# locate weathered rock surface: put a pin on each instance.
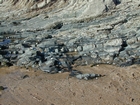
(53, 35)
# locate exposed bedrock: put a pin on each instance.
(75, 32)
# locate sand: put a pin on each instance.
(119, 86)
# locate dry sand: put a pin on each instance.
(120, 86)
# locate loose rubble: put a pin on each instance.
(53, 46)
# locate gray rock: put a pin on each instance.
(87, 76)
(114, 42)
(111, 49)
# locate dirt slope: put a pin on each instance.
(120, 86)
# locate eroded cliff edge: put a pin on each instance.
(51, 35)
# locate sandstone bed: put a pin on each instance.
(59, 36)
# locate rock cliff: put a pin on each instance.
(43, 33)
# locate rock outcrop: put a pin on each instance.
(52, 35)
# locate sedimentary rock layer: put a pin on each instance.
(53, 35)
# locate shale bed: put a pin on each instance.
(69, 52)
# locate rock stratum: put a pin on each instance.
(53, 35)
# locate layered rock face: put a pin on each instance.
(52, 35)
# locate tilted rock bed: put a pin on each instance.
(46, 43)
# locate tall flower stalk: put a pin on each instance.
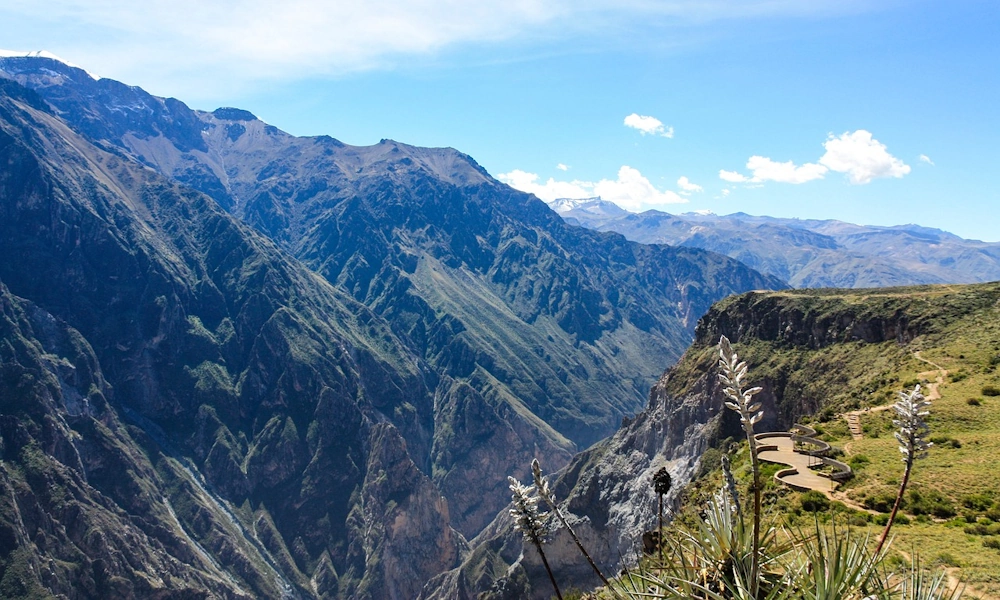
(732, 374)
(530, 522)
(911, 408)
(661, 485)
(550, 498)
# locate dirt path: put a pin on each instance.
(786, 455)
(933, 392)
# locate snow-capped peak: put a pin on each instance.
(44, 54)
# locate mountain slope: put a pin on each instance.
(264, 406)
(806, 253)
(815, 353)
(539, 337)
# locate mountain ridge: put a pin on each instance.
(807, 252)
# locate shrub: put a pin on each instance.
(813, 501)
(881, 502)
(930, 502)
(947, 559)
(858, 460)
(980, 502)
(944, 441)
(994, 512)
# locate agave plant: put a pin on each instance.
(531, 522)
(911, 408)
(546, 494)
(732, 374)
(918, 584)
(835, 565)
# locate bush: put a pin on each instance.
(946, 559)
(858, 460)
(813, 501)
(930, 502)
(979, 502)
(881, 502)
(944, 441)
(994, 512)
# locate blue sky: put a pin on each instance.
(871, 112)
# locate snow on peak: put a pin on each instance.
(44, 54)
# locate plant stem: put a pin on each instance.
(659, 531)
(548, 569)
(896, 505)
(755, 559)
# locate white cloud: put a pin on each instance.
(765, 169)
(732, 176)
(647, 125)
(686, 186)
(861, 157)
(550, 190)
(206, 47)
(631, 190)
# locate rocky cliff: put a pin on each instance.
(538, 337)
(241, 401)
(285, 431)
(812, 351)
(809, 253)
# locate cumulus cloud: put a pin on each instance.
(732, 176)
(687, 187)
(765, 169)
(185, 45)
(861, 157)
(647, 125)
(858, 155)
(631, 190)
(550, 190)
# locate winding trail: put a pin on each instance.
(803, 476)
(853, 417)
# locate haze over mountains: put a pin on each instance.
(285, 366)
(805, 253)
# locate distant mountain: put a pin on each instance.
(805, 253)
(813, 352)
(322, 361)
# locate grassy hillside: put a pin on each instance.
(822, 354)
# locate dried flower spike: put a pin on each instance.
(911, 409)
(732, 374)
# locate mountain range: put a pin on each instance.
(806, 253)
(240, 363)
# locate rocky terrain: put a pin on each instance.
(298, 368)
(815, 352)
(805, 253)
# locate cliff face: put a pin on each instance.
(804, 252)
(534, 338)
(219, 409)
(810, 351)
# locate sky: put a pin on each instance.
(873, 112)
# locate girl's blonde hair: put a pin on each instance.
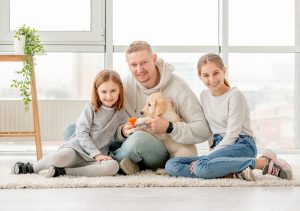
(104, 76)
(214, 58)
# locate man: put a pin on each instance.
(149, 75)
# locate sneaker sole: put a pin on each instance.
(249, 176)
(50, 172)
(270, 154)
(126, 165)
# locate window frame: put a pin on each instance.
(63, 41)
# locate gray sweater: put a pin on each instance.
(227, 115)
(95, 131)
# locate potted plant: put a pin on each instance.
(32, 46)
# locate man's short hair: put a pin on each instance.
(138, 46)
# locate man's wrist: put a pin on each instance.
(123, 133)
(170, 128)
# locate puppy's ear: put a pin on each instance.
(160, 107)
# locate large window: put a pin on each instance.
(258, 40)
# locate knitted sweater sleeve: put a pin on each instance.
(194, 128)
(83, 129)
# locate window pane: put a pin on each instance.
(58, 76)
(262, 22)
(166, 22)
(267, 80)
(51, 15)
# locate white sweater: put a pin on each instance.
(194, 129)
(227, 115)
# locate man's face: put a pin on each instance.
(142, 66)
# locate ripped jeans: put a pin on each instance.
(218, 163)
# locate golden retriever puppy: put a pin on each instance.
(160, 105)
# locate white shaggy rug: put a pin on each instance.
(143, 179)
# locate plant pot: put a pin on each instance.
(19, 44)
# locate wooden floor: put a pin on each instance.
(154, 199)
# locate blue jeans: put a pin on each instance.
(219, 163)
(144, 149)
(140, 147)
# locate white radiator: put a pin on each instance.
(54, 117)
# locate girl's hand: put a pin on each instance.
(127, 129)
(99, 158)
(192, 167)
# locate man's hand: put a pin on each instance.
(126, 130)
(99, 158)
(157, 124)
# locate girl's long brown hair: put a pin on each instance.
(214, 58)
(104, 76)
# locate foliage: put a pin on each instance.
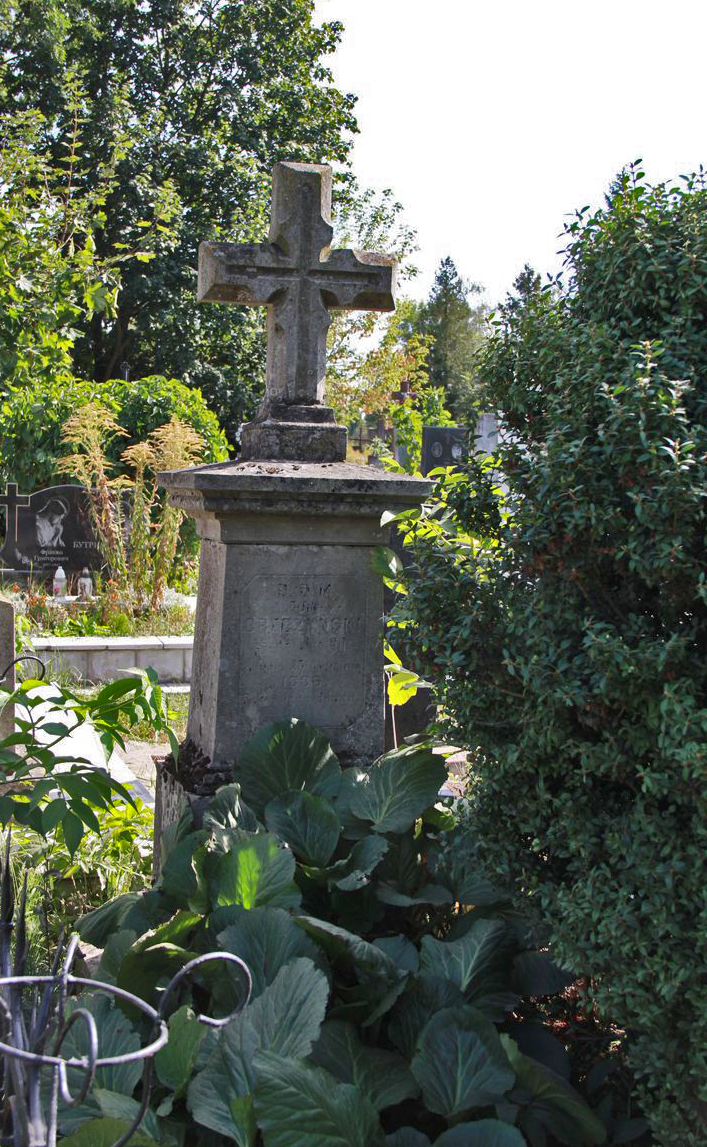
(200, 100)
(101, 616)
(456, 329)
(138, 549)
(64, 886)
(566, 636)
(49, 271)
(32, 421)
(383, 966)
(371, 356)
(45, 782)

==============================

__Exercise aim__: Rewrite all of the data above, replacing "put a pin on each instance" with "mark every occurrence" everywhere it appears and keeping everything else the same. Leave the pictures out.

__Written response__:
# locate weathered rock surface: mark every occurrence.
(53, 35)
# locate exposed bedrock: mark every occurrence.
(75, 32)
# locate sand: mark every occurrence.
(119, 86)
# locate dry sand: mark every occurrence.
(120, 86)
# locate loose rubble: mark every occurrence.
(53, 46)
# locate gray rock: mark every occurrence.
(87, 76)
(114, 42)
(111, 49)
# locate dirt slope: mark every occurrence.
(120, 86)
# locate eroded cliff edge: mark every occurrence.
(51, 35)
# locate sandstone bed: mark every occurrence.
(59, 36)
# locate rock cliff: mark every occurrence.
(43, 33)
# locate rock outcrop: mark every occurrence.
(52, 35)
# locate sedimentary rock layer: mark every occurrence.
(53, 35)
# locate shale bed: mark every occurrence.
(69, 52)
# locate rock stratum: mark every occurrence.
(53, 35)
# locate layered rock face: mark every occurrence.
(52, 35)
# locate tilted rock bed: mark every occurrence.
(46, 43)
# locate tall flower stalk: mark every occurrence.
(732, 374)
(530, 522)
(911, 408)
(661, 485)
(550, 498)
# locate dirt path: mark every occurrence.
(786, 455)
(933, 392)
# locate snow-capped peak: mark every occurrence.
(44, 54)
# locate mountain slope: mark every occurrence.
(264, 406)
(806, 253)
(815, 353)
(539, 337)
# locate mountain ridge: mark every occurrence.
(807, 252)
# locate shrub: mark every occurrence.
(813, 501)
(881, 502)
(930, 502)
(947, 559)
(858, 460)
(980, 502)
(944, 441)
(994, 512)
# locate agave plant: mark every occurrence.
(531, 522)
(911, 408)
(546, 494)
(732, 374)
(918, 584)
(835, 565)
# locate bush: mark every occurrence.
(946, 559)
(858, 460)
(813, 501)
(930, 502)
(979, 502)
(881, 502)
(944, 441)
(994, 512)
# locate blue sky: mark every occurrence.
(871, 112)
# locate snow on peak: mark every occurrence.
(44, 54)
# locate plant stem: mark every occurrence.
(659, 531)
(548, 569)
(896, 505)
(755, 559)
# locate white cloud: mark every occurrence.
(765, 169)
(732, 176)
(647, 125)
(686, 186)
(861, 157)
(550, 190)
(206, 47)
(631, 190)
# locate rocky cliff: mark every occurrence.
(538, 337)
(241, 401)
(285, 431)
(812, 351)
(809, 253)
# locate cumulus cloud: mark every occurrence.
(732, 176)
(687, 187)
(765, 169)
(185, 45)
(861, 157)
(647, 125)
(858, 155)
(631, 190)
(550, 190)
# locate winding trail: mark every occurrence.
(803, 476)
(853, 417)
# locate haze over mountains: mark every occurrence.
(285, 366)
(805, 253)
# locate distant mountain: mark every occurrence.
(805, 253)
(813, 352)
(322, 361)
# locate grassy hillside: mark every occurrence.
(822, 354)
# locate dried flower spike: mark every occurrence.
(911, 409)
(732, 374)
# locate mountain range: mark every occurrence.
(806, 253)
(240, 363)
# locate rocky terrain: mark every occurrence.
(298, 368)
(815, 352)
(805, 253)
# locate cliff face: mark every occurrence.
(804, 252)
(534, 338)
(219, 409)
(810, 351)
# locate sky: mark every occurrence.
(873, 112)
# locate girl's blonde hair: mark every occurrence.
(104, 76)
(214, 58)
# locate man: mark every occurrence.
(149, 75)
# locate sneaker sole: mark every occurrence.
(249, 176)
(50, 172)
(270, 154)
(126, 165)
# locate window frame: mark every occurrence.
(63, 41)
# locate gray sweater: mark every occurrence.
(227, 115)
(95, 131)
# locate potted plant: mark every occurrence.
(32, 46)
# locate man's short hair: mark every occurrence.
(138, 46)
# locate man's wrist: mark every occurrence.
(123, 133)
(170, 128)
# locate puppy's ear: mark every occurrence.
(160, 107)
# locate large window: mark every occurrence.
(258, 40)
# locate knitted sweater sleeve: mark every occurrence.
(194, 128)
(83, 129)
# locate window pane: mark every occurrence.
(58, 76)
(262, 22)
(166, 22)
(267, 80)
(51, 15)
# locate white sweater: mark every occurrence.
(194, 129)
(227, 115)
# locate man's face: mark every occurrence.
(142, 66)
# locate ripped jeans: mark every occurrence.
(218, 163)
# locate golden retriever puppy: mark every occurrence.
(160, 105)
# locate white shaggy rug: mark every occurrence.
(143, 179)
# locate plant pot: mark every occurrence.
(19, 44)
# locate wooden floor: mark every occurrence.
(154, 199)
# locate blue jeans: mark every occurrence.
(219, 163)
(144, 149)
(140, 147)
# locate white radiator: mark every occurrence.
(54, 117)
# locate girl's hand: mark every occurrence.
(127, 129)
(99, 158)
(192, 167)
# locate man's hand: mark every occurrence.
(126, 130)
(99, 158)
(157, 124)
# locate girl's long brown hair: mark every occurrence.
(214, 58)
(104, 76)
# locate foliage: mark every occurrence.
(200, 100)
(101, 616)
(456, 329)
(138, 549)
(64, 886)
(566, 636)
(49, 271)
(32, 421)
(383, 966)
(371, 356)
(45, 782)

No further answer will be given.